GOAL
Write out the entries below word for word. Begin at their first line and stop after the line that contains "99), (116, 94)]".

[Data items]
+++++

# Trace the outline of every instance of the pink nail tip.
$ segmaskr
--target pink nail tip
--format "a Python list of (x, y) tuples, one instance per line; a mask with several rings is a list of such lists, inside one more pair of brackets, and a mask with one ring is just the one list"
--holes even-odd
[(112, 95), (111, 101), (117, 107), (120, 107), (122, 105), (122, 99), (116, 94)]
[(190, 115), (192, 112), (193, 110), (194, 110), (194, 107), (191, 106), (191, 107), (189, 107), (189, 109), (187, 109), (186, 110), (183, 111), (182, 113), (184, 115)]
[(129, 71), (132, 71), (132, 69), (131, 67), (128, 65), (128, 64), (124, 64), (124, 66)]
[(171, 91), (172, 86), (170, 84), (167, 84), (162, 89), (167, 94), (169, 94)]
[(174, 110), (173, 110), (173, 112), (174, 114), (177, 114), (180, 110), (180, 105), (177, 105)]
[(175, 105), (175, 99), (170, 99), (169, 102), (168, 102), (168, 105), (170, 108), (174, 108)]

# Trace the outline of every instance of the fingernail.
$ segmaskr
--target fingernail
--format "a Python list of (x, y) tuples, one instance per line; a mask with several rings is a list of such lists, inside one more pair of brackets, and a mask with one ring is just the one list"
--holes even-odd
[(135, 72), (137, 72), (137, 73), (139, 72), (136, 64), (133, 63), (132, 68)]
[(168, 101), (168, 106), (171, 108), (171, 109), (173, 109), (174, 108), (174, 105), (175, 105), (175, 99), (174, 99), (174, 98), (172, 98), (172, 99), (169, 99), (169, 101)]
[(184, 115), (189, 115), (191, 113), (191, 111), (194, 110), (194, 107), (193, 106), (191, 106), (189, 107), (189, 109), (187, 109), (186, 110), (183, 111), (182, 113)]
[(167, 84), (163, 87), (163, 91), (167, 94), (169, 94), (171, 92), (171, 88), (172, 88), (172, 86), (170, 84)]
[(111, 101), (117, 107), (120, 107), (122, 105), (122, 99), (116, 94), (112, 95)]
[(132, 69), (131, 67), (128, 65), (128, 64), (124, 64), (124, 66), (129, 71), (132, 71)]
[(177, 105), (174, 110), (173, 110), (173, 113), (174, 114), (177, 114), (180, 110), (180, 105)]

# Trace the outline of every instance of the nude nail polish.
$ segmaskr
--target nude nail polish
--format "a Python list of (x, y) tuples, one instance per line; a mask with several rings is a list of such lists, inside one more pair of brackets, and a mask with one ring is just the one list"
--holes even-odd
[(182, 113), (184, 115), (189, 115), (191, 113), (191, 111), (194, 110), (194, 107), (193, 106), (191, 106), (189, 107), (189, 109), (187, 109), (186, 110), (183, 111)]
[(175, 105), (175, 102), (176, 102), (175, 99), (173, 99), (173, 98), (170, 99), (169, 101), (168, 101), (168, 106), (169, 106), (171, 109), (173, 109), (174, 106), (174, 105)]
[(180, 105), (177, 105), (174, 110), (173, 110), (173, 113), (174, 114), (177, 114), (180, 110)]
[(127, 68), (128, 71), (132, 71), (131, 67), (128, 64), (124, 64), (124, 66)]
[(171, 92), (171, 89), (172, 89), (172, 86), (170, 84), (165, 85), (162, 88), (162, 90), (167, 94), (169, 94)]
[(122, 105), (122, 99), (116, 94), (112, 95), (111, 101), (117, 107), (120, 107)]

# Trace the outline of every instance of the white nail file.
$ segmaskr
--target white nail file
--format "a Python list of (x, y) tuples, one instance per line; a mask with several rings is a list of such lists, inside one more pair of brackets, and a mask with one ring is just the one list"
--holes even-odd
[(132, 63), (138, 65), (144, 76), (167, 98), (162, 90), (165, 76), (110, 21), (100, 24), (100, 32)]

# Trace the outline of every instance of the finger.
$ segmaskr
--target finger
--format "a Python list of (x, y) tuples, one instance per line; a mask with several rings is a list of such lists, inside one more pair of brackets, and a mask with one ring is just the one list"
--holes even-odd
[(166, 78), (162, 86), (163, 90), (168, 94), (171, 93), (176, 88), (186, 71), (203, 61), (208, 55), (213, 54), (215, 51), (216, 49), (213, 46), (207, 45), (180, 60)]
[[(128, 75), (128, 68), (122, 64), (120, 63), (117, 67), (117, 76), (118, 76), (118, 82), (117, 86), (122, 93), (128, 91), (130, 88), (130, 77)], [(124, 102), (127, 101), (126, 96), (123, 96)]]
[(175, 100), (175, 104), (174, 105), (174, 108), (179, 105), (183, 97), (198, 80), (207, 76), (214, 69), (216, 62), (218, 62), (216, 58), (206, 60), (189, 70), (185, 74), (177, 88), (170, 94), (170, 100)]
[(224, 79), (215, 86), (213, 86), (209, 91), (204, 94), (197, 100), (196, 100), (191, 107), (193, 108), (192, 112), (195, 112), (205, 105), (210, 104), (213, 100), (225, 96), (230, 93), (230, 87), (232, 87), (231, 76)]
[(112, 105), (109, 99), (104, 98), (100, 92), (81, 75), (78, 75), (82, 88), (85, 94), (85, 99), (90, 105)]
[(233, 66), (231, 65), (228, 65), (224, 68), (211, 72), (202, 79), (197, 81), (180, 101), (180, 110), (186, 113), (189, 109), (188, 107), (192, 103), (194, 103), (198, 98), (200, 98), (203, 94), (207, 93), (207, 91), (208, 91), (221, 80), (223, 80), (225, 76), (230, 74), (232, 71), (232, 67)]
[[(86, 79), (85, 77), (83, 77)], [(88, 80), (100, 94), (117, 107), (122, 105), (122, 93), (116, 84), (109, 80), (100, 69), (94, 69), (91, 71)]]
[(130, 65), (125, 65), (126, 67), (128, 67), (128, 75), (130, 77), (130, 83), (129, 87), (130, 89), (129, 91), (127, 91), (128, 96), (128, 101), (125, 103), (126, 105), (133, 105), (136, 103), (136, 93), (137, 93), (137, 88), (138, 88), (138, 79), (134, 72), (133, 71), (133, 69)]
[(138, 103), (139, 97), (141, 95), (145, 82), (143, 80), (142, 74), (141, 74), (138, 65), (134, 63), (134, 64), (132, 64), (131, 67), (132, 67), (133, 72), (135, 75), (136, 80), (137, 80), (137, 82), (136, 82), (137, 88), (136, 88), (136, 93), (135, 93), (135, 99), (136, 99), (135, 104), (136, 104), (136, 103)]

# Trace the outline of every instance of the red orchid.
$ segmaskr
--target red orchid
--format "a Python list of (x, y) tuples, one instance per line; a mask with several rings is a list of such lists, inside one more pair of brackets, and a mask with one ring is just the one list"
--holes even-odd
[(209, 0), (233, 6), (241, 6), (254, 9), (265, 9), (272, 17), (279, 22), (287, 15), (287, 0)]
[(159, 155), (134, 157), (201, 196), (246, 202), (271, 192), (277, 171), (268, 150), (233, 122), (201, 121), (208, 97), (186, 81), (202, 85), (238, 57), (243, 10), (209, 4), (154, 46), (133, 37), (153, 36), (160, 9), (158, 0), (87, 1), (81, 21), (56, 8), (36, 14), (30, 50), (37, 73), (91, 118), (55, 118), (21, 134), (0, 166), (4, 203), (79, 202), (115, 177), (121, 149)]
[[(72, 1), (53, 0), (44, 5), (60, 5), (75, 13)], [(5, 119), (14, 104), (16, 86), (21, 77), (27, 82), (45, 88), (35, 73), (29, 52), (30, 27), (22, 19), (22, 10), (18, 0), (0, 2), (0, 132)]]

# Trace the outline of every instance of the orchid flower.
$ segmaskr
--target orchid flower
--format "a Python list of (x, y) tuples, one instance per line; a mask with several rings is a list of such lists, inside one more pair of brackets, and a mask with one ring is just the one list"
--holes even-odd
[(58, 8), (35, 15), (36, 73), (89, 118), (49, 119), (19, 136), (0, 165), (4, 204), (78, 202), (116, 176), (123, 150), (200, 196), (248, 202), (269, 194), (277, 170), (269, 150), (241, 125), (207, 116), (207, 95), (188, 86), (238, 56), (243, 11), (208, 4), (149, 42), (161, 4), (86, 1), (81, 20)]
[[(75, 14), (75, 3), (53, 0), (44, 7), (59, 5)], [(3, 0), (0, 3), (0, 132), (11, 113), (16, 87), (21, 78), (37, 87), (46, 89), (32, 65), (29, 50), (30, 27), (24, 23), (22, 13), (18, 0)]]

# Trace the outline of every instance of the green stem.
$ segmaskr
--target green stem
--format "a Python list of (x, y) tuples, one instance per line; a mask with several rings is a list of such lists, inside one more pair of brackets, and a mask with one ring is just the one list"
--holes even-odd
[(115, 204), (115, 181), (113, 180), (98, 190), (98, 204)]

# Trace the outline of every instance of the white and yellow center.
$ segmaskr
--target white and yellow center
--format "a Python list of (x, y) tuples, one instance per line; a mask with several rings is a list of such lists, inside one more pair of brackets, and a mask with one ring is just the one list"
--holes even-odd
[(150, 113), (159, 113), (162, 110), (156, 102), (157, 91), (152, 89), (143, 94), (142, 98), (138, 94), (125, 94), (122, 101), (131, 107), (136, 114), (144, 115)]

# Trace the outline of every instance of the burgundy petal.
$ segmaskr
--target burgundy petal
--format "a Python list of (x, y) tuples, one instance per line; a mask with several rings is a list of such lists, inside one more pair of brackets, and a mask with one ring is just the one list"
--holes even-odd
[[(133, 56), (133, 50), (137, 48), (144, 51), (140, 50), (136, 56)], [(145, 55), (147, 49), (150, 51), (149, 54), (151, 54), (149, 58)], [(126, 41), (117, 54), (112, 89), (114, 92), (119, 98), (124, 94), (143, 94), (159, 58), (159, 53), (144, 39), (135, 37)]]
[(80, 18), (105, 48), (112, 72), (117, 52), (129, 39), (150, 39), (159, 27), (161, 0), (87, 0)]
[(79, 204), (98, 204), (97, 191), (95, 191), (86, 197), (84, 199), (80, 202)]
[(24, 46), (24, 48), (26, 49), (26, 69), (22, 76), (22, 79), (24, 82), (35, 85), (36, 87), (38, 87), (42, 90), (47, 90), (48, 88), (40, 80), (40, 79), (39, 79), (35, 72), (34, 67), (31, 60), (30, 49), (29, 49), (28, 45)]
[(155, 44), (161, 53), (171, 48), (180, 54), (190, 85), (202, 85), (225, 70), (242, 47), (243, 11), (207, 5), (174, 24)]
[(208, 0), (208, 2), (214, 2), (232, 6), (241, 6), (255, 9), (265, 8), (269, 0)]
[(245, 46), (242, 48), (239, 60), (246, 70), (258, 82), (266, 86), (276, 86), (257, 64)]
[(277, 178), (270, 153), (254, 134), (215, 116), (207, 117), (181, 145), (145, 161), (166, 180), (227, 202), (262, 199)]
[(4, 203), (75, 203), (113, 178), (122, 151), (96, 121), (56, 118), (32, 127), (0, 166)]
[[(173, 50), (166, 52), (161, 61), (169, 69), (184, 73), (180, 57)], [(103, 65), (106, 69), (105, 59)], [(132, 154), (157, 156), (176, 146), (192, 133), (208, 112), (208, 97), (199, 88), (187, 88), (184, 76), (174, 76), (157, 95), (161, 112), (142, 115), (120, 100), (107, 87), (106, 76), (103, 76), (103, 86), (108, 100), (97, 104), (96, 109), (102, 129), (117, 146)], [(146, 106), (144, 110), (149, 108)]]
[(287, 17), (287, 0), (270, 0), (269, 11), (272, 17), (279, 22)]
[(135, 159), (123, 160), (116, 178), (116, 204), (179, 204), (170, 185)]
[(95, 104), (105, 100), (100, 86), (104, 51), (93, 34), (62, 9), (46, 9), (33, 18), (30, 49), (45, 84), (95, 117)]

+++++

SOLVED EXERCISE
# Trace the outline of every instance of the pink nail tip.
$ segmaskr
--target pink nail tip
--format "a Python list of (x, y) tuples, one instance per line; a mask with several rings is a list of such lists, inside one more pair of brackets, and a mask with one ring is just the one list"
--holes even-odd
[(112, 95), (111, 101), (117, 107), (120, 107), (122, 105), (122, 99), (116, 94)]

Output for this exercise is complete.